* Given text
[Issue 5813] [patch] std.array.Appender has severe performance and memory leak problems. (page 2) - D Programming Language Discussion Forum

Forums

New users
- Learn
Community
- General
- Announce
Improvements
- DIP Ideas
- DIP Devel.
Ecosystem
- GDC
- LDC
- Debuggers
- IDEs
- DWT
Development
- Internals
- Issues
- Beta
- DMD
- Phobos
- Druntime
- Study
Turkish
- Genel
- Duyuru

Index » Issues » [Issue 5813] [patch] std.array.Appender has severe performance and memory leak problems. (page 2)

December 02, 2011

[Issue 5813] [patch] std.array.Appender has severe performance and memory leak problems.

Posted by Rob Jacques
in reply to Rob Jacques

Rob Jacques

Posted in reply to Rob Jacques

http://d.puremagic.com/issues/show_bug.cgi?id=5813



--- Comment #10 from Rob Jacques <sandford@jhu.edu> 2011-12-02 12:35:48 PST ---
(In reply to comment #9)
> I did some benchmarks with this and some other variants.
> 
> At least for small strings, this code performs worse than the current appender. Judging by the description it's optimized for large blocks of data, but in the case of many small strings it can perform as bad as 50% worse than the current appender for typical cases (e.g. building a few KB of HTML).
>
> Here is my test code:
> 
> http://dump.thecybershadow.net/a05a2c4dc7cd2a8e21b3a447c7eff150/test2.d http://dump.thecybershadow.net/eff5c7ef81e18bf75d8462ffe16a52e4/appender.d
> 
> I was able to get 25% more performance for my test case from the standard appender by adding a method that accepts multiple arguments (which preallocates only once). My code is a hack, but it would be nice to see something like that in the official appender.

Thank you for the additional benchmarks. The primary purpose of my code was to optimize for memory usage, which in turn optimizes for computation/performance (i.e. number of main memory copies and memory allocations). And, I also optimized appender for use as a dynamic buffer. But this is all big-O stuff.

I did include a short string test in my benchmark set while I was optimizing the code; my first implementations (never posted) did have some major slow downs, which I fixed by re-working the put routine. So there still might still be some little-o issues there. And I will definitely add a void put(U...)(U items) overload.

Raw records:
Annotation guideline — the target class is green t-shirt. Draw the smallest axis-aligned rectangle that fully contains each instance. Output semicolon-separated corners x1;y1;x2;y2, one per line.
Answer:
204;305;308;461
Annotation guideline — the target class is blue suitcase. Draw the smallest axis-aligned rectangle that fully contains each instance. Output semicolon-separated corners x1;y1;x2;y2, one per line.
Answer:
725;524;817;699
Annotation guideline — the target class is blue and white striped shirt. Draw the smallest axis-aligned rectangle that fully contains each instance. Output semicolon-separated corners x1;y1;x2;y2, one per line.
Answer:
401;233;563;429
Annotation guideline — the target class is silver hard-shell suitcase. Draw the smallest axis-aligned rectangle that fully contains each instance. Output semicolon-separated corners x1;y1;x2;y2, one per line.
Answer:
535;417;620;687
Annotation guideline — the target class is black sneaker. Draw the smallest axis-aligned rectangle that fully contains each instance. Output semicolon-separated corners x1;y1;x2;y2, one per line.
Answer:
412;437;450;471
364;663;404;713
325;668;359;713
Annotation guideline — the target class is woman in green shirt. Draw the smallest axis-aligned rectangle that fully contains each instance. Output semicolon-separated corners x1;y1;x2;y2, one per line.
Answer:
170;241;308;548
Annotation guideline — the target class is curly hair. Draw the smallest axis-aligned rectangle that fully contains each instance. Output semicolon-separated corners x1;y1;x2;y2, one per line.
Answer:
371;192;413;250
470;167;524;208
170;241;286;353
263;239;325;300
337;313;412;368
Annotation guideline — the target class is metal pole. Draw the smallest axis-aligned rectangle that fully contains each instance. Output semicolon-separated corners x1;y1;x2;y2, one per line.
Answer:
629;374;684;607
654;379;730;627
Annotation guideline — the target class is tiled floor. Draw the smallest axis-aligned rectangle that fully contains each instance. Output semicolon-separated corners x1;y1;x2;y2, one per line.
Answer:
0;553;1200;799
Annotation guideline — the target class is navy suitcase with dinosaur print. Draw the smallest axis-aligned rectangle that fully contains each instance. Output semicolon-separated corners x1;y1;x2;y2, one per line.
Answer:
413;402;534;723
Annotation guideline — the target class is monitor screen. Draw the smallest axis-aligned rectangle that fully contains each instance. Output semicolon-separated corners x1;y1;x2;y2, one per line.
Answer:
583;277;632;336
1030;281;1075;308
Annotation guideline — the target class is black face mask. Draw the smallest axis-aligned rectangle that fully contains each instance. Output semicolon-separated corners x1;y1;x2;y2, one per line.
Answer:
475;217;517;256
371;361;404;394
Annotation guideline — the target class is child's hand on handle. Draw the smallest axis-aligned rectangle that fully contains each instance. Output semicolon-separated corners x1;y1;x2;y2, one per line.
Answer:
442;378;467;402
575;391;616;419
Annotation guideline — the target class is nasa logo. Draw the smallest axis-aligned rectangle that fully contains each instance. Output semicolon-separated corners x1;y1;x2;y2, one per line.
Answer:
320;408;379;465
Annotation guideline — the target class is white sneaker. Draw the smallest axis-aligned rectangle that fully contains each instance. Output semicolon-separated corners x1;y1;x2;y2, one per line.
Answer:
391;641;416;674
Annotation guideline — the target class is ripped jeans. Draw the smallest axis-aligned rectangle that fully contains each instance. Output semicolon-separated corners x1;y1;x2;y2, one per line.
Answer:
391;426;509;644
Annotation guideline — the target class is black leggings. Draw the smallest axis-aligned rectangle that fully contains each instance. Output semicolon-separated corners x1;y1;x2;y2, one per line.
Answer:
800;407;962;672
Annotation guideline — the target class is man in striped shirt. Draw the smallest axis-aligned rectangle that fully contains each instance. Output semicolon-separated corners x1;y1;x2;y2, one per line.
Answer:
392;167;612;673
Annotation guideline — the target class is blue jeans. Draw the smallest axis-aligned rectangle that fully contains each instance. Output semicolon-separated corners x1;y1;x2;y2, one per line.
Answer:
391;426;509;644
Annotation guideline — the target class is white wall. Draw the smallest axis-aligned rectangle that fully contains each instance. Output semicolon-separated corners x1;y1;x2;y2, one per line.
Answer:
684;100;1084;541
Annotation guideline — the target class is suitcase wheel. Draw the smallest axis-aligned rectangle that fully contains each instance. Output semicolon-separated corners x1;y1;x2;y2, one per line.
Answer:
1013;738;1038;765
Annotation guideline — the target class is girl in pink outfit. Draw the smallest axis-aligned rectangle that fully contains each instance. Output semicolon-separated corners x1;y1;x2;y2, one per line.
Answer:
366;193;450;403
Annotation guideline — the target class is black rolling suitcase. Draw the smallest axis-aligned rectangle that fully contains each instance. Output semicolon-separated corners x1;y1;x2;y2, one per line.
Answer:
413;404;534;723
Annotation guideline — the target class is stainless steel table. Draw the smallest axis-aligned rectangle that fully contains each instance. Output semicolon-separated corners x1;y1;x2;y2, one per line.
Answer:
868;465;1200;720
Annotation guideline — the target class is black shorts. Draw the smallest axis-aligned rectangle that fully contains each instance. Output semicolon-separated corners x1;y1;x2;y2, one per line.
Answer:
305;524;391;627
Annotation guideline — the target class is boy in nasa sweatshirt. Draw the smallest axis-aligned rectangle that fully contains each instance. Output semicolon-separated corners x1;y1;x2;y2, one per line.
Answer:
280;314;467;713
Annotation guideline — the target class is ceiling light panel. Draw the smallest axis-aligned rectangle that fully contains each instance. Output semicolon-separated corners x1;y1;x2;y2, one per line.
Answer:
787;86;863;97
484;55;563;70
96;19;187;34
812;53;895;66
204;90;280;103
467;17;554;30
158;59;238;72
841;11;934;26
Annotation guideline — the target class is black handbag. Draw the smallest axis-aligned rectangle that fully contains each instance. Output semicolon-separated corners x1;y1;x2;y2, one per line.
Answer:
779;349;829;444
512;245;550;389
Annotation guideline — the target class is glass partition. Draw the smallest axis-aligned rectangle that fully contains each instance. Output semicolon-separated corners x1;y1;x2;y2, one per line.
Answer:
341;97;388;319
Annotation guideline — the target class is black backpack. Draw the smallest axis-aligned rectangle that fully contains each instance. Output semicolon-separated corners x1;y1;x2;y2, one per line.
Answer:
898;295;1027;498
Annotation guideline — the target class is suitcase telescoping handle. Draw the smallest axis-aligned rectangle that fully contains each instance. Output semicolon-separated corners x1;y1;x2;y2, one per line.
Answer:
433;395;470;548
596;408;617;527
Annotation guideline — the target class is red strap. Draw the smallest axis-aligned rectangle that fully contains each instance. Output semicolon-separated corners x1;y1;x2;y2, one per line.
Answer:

* Stated problem
Reproduce word for word the stretch of the Appender forum thread from "Thank you for" through "put(U...)(U items) overload.".

* Reply
Thank you for the additional benchmarks. The primary purpose of my code was to optimize for memory usage, which in turn optimizes for computation/performance (i.e. number of main memory copies and memory allocations). And, I also optimized appender for use as a dynamic buffer. But this is all big-O stuff.

I did include a short string test in my benchmark set while I was optimizing the code; my first implementations (never posted) did have some major slow downs, which I fixed by re-working the put routine. So there still might still be some little-o issues there. And I will definitely add a void put(U...)(U items) overload.